**THINGS TO DO**:
1: Who does the student projects page name as contacts when no other contact is given?
2: Carry the student projects page on from its final sentence.

**PASSAGE**:
◆ ◆ ◆ ◆ ◆ ◆ ◆
Machine Learning for Symbolic Music Processing

Student Projects in Machine Learning for Symbolic Music Processing

Contacts (if not stated otherwise): Carlos Cancino-Chacón, Silvan Peter

These student projects can be started any time (including holidays) and can span over semester boundaries.

Remark: We are open for new proposals - if you are interested in Symbolic Music Processing, feel free to contact us!

Topics on Expressive Performance Modeling and Generation

  • Reimplementation and ablation study of VirtuosoNet for Expressive Performance Generation

VirtuosoNet is a state-of-the-art neural network for expressive piano performance generation. The model relies on a complex hierarchical attention and recurrent neural network (RNN) based architecture, variational autoencoder (VAE) learning, and a multilevel loss function. The aim of this project is both reimplementing of the model in our framework for symbolic music processing (partitura, Basis Mixer) in a clean and testable fashion as well as conducting ablation studies concerning the major architectural building blocks of this model.

paper: http://archives.ismir.net/ismir2019/paper/000112.pdf

repo:  https://github.com/jdasam/virtuosoNet

Keywords: Deep Learning, VAE, Ablation study, Models of Expressive Performance

  • Transformer Models for Expressive Performance Generation

Description: Transformers are neural networks for sequence processing based entirely on an attention mechanism and discarding any recurrent neural network (RNN) based structure. This makes them an interesting and novel candidate for expressive piano performance generation. This project aims at implementing, testing, and developing a transformer-based model for expressive performance in our framework for symbolic music processing (partitura, Basis Mixer) in a clean and reusable fashion.

paper: https://arxiv.org/pdf/1706.03762.pdf

Keywords: Deep Learning, Transformer, Models of Expressive Performance

  • Temporal Convolutional Network (“Wavenet”) based Expressive Performance Generation

Description: Temporal convolutional networks (TCN) are sequence-processing convolutional neural networks (CNN) using dilated convolutions with hierarchically increasing receptive fields. Sometimes called Wavenets after their first model in audio processing they discard any recurrent neural network (RNN) based structure. This makes them an interesting and novel candidate for expressive piano performance generation. This project aims at implementing, testing, and developing a TCN-based model for expressive performance in our framework for symbolic music processing (partitura, Basis Mixer) in a clean and reusable fashion.

paper: https://arxiv.org/abs/1609.03499

Keywords: Machine Learning, TCN, Models of Expressive Performance

  • GAN (and possibly CAN) training of Expressive Performance Generation models

Description: Generative adversarial networks (GAN) are a class of neural network models and a corresponding training paradigm. In short, GANs train a generator network by propagating a loss through a discriminator network that is trained at the same time. In doing so, they effectively use the discriminator as a complex loss function, circumventing problematic domain-agnostic loss function definitions such as the L2 norm. This is an acute problem in models of expressive performance and hence makes GANs interesting model/training candidates for this task. A possible extension of this project is the development of a creative adversarial network (CAN) framework for expressive performance.
◆ ◆ ◆ ◆ ◆ ◆ ◆
**PROVIDED MATERIAL**:
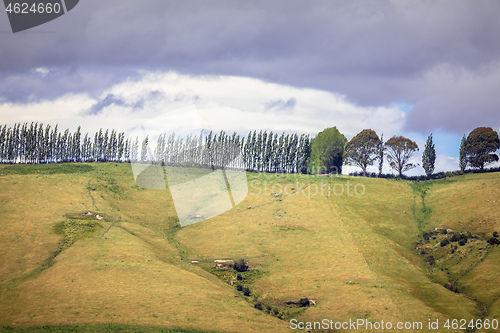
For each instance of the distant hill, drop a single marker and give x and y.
(83, 245)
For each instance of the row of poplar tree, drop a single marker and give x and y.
(35, 143)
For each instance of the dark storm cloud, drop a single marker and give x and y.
(111, 99)
(373, 52)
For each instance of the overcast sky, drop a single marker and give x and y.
(398, 67)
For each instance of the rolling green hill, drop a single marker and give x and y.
(83, 245)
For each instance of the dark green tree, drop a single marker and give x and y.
(462, 162)
(399, 150)
(480, 147)
(327, 150)
(381, 149)
(429, 157)
(363, 149)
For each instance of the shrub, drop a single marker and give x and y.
◆ ◆ ◆ ◆ ◆ ◆ ◆
**FINAL ANSWERS**:
1: Carlos Cancino-Chacón and Silvan Peter.

2:
This project aims at implementing, testing, and developing a GAN-based model for expressive performance in our framework for symbolic music processing (partitura, Basis Mixer) in a clean and reusable fashion.

paper GAN: https://papers.nips.cc/paper/5423-generative-adversarial-nets.pdf
paper CAN: https://research.fb.com/wp-content/uploads/2017/08/creative-adversarial-networks.pdf

Keywords: Machine Learning, GAN, CAN, Models of Expressive Performance

Topics on Music Alignment

  • Symbolic online score-to-performance alignment using Hidden semi-Markov Models

Description: In symbolic music processing, score-to-performance alignment refers to matching (i.e., aligning) the notes of a MIDI performance with the corresponding notes in the score (generally provided in a format such as MusicXML/MEI/MIDI). Hidden Markov models (HMMs) provide a convenient probabilistic framework for alignment systems, but have multiple issues aligning complex polyphonic music. Hidden semi-Markov models (HSMMs) are an extension of HMMs that allow for explicitly modeling the duration of a state. This project aims to develop, evaluate and implement an HSMM-based system for real time score-to-performance alignment. Of particular interest is to do a systematic comparison with other common alignment frameworks (DTW, HMM) in the context of aligning complex pieces of piano music. The implementation is expected to be part of our framework for symbolic music processing and alignment (partitura, maps) in a clean and reusable fashion.

Keywords: Statistical Models, HSMM, HMM, Alignment

  • Deep Dynamic Programming for Robust Music Alignment

Description: In symbolic music processing, score-to-performance alignment refers to matching (i.e., aligning) the notes of a MIDI performance with the corresponding notes in the score (generally provided in a format such as MusicXML/MEI/MIDI). Dynamic programming based methods like dynamic time warping (DTW), and its online counterpart online time warping (OLTW) are common approaches, particularly for aligning audio, although they have not been as thoroughly explored for MIDI. Two aspects that dramatically affect the performance of music alignment based on these methods are the choice of features (i.e., the representation of the input music signals), and the choice of a local metric (distance measure) for comparing the inputs. The goal of this research is to develop neural models that learn both features and metrics for aligning musical sequences (in MIDI) using DTW-based loss functions. Of particular interest is to develop methods that work well for real time score following (using OLTW). The implementation is expected to be part of our framework for symbolic music processing and alignment (partitura, maps) in a clean and reusable fashion.

Keywords: Alignment, DTW, Deep Learning

Topics on Music Structure Analysis

  • IDyOM for polyphonic music

Description: Information Dynamics of Music (IDyOM) is a framework for constructing multiple-viewpoint, variable-order Markov models for predictive modelling of probabilistic structure in symbolic music. IDyOM computes conditional probability distributions representing the estimated likelihood of each event in a sequence. IDyOM is currently available as LISP implementation and formalised for monophonic sequences of discrete symbols. The aim of this project is both reimplementation of IDyOM in our framework for symbolic music processing (partitura) in a clean and testable fashion as well as deriving possible extensions towards a polyphonic formalisation.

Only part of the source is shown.